SET PROBLEM :: Please copy out all of the data below word for word, line by line, without changing anything.

EXTRACTED DATA ::
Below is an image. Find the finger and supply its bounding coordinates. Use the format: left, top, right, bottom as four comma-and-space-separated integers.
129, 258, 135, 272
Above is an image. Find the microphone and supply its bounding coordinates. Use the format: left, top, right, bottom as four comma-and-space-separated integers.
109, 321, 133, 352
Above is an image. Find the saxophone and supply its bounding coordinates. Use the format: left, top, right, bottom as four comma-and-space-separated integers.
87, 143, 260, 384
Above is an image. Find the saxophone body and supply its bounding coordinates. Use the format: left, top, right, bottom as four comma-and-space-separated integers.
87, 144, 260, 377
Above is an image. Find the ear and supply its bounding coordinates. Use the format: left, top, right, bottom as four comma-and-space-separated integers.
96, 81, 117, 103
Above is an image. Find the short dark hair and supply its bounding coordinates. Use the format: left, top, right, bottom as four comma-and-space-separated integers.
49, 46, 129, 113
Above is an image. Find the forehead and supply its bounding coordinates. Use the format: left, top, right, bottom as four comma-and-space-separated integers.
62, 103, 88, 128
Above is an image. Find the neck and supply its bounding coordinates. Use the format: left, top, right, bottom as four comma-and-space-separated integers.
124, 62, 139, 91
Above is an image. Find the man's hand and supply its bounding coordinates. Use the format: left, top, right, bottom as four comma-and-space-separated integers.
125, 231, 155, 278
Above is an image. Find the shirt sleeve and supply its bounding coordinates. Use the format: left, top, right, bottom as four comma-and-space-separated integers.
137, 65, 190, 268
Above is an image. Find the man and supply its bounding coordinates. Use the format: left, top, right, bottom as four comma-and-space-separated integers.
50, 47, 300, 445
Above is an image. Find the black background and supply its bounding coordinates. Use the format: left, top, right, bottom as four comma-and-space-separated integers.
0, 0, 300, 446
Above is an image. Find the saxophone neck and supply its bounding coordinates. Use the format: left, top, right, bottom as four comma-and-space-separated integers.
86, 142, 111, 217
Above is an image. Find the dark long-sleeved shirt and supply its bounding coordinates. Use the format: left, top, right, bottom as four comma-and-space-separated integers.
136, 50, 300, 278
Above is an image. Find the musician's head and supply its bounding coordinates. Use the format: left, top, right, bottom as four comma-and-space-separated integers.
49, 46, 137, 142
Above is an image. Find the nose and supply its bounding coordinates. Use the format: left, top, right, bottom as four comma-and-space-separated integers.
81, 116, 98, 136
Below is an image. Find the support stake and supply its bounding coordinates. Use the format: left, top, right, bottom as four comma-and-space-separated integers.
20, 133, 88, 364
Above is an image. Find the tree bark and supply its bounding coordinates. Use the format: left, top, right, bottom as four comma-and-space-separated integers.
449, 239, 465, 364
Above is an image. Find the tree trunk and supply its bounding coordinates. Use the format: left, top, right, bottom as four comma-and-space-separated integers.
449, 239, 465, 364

EXERCISE RESPONSE ::
Below is an image. Find the finger and supply its bounding coordinates. Use the format: left, top, right, bottom as four comma-and-space-separated integers.
129, 258, 135, 272
Above is an image. Find the microphone and supply its bounding coordinates. Use the format: left, top, right, bottom as four comma-and-space-separated integers.
109, 321, 133, 352
Above is an image. Find the saxophone and supply its bounding coordinates. Use the format: left, top, right, bottom as four comma-and-space-separated integers.
87, 143, 260, 384
Above is an image. Find the saxophone body and supply its bounding coordinates. Use the format: left, top, right, bottom as four comma-and-space-separated integers.
87, 144, 260, 377
Above is an image. Find the ear and supply its bounding coordinates. Use the format: left, top, right, bottom as four comma-and-space-separated integers.
96, 81, 117, 103
Above is an image. Find the short dark hair and supply its bounding coordinates. Use the format: left, top, right, bottom as four comma-and-space-separated integers.
49, 46, 129, 113
Above is an image. Find the forehead and supply its bounding coordinates. Use the format: left, top, right, bottom as four comma-and-space-separated integers.
62, 103, 88, 128
Above is an image. Find the neck and supply its bounding coordinates. Use the format: left, top, right, bottom as four comma-and-space-separated integers.
124, 62, 139, 91
Above is an image. Find the man's hand and supply its bounding coordinates. Use the format: left, top, right, bottom as four comma-and-space-separated integers.
125, 231, 155, 278
Above is an image. Find the shirt sleeve and supply its bounding coordinates. Use the format: left, top, right, bottom as four comma-and-space-separated integers.
137, 65, 190, 268
Above is an image. Find the man and supply its bounding coordinates. Use the format: left, top, right, bottom as four comma-and-space-separated integers.
50, 47, 300, 445
Above is an image. Find the black background and supply its bounding coordinates. Use the format: left, top, right, bottom as four comma-and-space-separated integers.
0, 0, 300, 446
Above is an image. Find the saxophone neck and supply its bounding coordinates. Use the format: left, top, right, bottom as four comma-and-space-separated integers.
86, 142, 111, 217
Above is an image. Find the dark long-sleeved shirt and supply its bounding coordinates. Use the format: left, top, right, bottom as four comma-and-space-separated integers.
136, 50, 300, 278
Above is an image. Find the musician's head and supply its bounding coordinates. Use the format: left, top, right, bottom as four comma-and-space-separated integers.
49, 46, 137, 142
Above is an image. Find the nose and supply its bounding coordinates. Use the format: left, top, right, bottom as four comma-and-space-separated integers.
81, 116, 98, 136
Below is an image. Find the support stake and supply its bounding coordinates. Use the format: left, top, right, bottom as four comma-and-space-separated integers.
20, 133, 88, 364
Above is an image. Find the tree bark and supply its bounding coordinates. Use the format: left, top, right, bottom as four comma-and-space-separated integers.
449, 239, 465, 364
Above is an image. Find the tree trunk and supply its bounding coordinates. Use the format: left, top, right, bottom as four comma-and-space-separated integers.
449, 239, 465, 364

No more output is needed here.